» **Rows from a pointing dataset**:
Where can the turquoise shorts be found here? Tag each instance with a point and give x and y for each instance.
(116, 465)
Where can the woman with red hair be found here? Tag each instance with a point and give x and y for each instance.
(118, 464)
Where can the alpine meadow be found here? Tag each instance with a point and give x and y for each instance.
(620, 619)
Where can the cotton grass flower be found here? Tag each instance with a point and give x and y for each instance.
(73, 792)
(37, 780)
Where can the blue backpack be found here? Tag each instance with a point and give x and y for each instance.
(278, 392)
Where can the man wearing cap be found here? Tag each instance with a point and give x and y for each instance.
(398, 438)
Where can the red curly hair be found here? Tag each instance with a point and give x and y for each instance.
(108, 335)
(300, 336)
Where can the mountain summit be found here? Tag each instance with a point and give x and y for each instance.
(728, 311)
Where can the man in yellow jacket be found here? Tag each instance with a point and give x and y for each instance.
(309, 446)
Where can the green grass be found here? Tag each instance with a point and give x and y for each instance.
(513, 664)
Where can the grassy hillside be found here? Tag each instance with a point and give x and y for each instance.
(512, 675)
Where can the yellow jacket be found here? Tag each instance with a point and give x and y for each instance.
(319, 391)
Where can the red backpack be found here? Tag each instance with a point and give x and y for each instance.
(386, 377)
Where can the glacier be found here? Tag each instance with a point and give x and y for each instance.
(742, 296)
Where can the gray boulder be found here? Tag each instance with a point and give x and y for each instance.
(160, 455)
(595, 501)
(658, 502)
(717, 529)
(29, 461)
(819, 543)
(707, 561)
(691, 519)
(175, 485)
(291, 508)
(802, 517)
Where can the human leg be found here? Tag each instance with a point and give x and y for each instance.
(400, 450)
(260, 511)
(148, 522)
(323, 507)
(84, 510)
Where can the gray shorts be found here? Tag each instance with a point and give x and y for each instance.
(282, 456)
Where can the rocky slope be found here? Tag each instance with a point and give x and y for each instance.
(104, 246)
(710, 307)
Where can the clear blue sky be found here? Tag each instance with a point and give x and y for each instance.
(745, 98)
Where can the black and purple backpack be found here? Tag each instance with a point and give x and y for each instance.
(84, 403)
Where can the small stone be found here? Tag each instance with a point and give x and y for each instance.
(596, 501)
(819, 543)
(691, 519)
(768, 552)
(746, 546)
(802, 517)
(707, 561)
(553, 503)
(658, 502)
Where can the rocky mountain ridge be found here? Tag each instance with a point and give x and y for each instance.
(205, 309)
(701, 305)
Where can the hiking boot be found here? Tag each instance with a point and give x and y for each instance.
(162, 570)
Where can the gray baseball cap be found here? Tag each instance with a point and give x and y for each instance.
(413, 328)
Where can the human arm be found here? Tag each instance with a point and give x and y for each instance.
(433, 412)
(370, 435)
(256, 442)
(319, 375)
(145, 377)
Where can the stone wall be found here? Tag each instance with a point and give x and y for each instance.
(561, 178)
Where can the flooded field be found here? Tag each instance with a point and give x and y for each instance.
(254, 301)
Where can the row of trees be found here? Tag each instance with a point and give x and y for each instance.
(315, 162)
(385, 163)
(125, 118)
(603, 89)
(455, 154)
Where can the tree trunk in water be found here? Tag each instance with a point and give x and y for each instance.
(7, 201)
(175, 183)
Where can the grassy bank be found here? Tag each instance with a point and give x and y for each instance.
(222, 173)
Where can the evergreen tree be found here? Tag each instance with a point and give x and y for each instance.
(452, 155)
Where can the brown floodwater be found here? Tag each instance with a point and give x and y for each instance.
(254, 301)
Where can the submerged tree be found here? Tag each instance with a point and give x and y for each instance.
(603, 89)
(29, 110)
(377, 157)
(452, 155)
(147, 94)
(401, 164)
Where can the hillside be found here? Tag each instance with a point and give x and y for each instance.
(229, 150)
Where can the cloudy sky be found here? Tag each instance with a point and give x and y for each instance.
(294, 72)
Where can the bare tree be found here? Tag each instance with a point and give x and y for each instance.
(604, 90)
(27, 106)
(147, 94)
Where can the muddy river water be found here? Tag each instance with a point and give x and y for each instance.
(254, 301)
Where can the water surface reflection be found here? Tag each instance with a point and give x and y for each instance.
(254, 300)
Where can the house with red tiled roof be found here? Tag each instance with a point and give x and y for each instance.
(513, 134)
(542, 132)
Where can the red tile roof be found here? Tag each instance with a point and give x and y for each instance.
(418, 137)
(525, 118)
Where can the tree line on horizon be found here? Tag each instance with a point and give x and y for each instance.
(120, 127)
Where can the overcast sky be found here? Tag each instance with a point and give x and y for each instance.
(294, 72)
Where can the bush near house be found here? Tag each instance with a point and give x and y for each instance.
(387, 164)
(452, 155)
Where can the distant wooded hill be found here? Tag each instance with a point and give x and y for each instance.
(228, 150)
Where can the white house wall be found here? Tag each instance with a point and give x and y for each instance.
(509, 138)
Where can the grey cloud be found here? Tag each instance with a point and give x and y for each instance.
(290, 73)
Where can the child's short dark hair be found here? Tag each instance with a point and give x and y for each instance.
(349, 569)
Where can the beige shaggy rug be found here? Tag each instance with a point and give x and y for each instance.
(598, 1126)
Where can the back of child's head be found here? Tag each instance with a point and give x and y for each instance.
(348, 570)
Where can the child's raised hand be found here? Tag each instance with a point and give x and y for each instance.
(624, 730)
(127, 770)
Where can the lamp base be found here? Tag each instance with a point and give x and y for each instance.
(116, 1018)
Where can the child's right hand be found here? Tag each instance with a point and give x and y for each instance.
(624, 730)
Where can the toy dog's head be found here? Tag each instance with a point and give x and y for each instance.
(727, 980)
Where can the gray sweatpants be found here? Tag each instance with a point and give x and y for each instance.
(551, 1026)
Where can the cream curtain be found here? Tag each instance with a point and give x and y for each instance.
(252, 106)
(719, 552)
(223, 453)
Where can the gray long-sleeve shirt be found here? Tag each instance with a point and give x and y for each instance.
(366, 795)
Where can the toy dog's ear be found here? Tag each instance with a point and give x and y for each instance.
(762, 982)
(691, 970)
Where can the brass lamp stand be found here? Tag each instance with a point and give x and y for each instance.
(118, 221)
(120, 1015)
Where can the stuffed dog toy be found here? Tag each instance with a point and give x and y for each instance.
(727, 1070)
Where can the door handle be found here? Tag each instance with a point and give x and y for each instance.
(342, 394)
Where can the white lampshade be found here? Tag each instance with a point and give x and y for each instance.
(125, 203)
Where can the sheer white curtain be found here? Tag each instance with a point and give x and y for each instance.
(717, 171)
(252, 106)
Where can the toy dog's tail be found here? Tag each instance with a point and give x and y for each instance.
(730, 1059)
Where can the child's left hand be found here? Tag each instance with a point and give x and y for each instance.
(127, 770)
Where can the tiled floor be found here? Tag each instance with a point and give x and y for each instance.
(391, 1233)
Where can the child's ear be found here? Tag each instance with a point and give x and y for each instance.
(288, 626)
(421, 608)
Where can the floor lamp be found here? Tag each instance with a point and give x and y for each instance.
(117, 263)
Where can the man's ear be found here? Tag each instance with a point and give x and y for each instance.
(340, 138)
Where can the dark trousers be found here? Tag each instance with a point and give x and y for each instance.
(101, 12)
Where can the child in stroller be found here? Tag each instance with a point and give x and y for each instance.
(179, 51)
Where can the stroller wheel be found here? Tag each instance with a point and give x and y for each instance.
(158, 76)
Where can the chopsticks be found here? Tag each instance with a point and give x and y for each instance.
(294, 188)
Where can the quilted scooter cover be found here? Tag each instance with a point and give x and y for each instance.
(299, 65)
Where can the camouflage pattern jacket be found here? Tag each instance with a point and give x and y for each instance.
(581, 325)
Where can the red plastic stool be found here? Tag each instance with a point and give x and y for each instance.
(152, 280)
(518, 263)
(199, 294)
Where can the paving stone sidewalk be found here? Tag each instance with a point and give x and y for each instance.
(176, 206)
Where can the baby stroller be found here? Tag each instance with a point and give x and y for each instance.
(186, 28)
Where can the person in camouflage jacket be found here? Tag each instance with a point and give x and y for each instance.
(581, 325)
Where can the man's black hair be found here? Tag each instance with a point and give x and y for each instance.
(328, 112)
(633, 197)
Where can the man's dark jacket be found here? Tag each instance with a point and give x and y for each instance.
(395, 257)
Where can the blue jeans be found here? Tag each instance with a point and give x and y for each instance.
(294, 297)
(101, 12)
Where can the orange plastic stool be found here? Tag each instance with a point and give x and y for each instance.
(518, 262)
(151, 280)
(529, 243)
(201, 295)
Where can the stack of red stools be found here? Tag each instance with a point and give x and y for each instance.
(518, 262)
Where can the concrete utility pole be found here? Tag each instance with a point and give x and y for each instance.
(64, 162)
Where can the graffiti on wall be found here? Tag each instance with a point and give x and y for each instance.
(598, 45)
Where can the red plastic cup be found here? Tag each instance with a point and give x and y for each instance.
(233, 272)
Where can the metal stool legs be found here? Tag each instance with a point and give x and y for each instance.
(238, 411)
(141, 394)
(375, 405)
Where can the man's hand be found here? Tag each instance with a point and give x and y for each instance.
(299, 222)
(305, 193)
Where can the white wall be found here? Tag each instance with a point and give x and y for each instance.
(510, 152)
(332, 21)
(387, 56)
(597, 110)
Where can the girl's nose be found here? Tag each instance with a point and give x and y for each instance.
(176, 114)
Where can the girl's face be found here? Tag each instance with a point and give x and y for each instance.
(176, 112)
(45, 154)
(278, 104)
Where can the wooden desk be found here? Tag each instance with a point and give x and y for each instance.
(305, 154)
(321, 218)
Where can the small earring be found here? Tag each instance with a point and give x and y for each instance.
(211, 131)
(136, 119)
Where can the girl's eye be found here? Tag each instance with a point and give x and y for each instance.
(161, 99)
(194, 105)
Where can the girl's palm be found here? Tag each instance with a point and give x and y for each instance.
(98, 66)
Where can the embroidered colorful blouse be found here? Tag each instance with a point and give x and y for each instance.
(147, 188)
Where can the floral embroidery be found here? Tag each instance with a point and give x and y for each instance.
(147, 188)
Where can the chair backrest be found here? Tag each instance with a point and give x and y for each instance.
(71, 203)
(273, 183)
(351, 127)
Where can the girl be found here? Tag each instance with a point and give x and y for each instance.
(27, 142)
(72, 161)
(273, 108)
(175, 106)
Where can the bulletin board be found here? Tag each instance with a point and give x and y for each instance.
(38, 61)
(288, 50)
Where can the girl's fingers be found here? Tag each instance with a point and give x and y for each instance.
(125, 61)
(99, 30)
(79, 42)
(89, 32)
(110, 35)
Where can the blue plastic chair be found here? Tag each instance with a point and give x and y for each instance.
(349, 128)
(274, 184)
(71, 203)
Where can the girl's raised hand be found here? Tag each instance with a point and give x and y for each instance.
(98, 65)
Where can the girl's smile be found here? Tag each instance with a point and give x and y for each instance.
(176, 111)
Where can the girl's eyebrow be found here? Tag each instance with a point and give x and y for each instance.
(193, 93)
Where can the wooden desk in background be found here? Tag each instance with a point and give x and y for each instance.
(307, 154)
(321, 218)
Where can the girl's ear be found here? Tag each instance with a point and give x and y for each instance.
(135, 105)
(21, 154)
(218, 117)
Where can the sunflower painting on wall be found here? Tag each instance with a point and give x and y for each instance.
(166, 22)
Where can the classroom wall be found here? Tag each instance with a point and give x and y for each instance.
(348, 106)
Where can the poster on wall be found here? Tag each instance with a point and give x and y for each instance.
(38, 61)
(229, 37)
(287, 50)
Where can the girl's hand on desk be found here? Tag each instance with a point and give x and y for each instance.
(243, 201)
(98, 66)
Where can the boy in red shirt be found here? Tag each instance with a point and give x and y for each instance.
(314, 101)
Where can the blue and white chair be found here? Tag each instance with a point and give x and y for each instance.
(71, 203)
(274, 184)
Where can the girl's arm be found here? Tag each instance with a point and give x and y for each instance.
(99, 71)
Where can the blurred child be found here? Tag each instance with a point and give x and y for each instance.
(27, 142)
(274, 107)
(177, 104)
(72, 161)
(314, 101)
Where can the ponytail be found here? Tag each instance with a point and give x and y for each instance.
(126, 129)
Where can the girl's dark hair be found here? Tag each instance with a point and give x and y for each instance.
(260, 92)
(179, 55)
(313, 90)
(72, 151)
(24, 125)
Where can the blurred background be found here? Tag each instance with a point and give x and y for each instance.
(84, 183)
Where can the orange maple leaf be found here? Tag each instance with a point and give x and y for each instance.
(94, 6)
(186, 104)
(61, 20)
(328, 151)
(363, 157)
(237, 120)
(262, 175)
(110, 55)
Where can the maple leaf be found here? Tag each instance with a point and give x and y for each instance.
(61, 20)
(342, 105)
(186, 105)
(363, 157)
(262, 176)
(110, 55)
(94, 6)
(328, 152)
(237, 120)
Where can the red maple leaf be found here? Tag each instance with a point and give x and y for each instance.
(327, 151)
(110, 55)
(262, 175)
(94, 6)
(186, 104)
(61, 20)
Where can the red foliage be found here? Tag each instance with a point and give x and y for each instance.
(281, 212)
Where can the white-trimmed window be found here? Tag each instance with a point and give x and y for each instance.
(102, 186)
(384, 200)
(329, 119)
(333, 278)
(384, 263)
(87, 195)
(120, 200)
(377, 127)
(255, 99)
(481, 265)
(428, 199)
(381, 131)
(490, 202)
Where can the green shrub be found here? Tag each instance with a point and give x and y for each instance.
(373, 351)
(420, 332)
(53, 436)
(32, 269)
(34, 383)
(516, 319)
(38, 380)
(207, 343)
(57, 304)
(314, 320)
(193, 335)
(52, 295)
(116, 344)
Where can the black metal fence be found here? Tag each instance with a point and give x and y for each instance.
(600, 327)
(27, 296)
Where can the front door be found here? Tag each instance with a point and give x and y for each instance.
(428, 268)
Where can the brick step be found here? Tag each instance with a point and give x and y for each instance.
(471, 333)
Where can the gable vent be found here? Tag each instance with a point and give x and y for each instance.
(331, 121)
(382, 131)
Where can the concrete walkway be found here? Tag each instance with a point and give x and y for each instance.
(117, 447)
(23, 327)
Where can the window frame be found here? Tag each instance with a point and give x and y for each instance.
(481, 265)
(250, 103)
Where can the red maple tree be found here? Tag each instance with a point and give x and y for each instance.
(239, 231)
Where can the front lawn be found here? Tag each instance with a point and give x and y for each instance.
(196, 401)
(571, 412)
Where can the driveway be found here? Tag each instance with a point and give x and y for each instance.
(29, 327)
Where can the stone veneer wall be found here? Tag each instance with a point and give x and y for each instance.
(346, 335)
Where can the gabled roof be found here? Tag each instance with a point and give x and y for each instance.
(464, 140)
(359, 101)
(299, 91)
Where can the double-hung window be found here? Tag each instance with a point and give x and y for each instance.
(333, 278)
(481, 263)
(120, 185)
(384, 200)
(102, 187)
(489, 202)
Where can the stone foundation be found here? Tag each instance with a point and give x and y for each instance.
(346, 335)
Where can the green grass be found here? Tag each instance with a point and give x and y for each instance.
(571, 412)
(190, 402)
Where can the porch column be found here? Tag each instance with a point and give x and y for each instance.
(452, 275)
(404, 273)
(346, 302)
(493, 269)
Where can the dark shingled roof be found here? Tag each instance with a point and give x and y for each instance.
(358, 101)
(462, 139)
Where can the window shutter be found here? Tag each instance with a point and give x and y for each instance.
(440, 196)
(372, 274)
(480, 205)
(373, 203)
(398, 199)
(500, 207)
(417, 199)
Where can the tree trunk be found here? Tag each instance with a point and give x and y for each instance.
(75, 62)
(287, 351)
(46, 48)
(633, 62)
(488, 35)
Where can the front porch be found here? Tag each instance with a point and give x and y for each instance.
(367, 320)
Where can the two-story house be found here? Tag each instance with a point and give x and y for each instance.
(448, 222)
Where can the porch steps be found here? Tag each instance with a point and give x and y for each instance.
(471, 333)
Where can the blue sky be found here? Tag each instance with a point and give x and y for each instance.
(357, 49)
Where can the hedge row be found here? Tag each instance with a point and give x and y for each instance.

» **Exercise**:
Write out once more the lines above beginning at the line with "Where can the stone veneer"; continue through the final line and stop there.

» **Output of the task**:
Where can the stone veneer wall be found here? Tag each instance with a point and give x and y for each instance.
(346, 335)
Where can the gabled roof be found here? Tag each instance with a point and give x and y for each instance.
(464, 140)
(359, 101)
(299, 91)
Where can the double-hung window be found here? Tag each instance with a point and give x and y for each instance.
(333, 278)
(481, 263)
(120, 185)
(384, 200)
(102, 187)
(489, 202)
Where can the stone foundation be found here? Tag each instance with a point and give x and y for each instance.
(346, 335)
Where can the green grass be found here? Tag each instance with a point and give x and y for each instance.
(571, 412)
(190, 402)
Where can the porch column be found here? Tag each instance with a point and give x and y for each instance.
(452, 275)
(404, 273)
(346, 302)
(493, 269)
Where can the dark shingled roof be found here? Tag each instance with a point and give x and y for each instance.
(358, 101)
(462, 139)
Where can the window shutter be found here? Tag each instance with a point and give x and y for each instance.
(440, 196)
(372, 274)
(480, 205)
(373, 203)
(398, 199)
(500, 207)
(417, 199)
Where can the tree trunk be found here? Tag each instance with a point and give x and y for each instance.
(75, 62)
(287, 351)
(46, 48)
(633, 62)
(488, 35)
Where can the front porch be found here? Tag each instance with a point and give x and y for each instance.
(367, 320)
Where can the two-story house be found here? Tag each instance with a point and give x and y for each instance.
(448, 222)
Where can the porch steps be found here? Tag each instance with a point and give x and y for each instance.
(471, 333)
Where can the blue sky be found here? Tag each instance with a point and give x and y for each instance.
(357, 49)
Where can the hedge row be found here? Tag each instance with a point and give x and y for each instance.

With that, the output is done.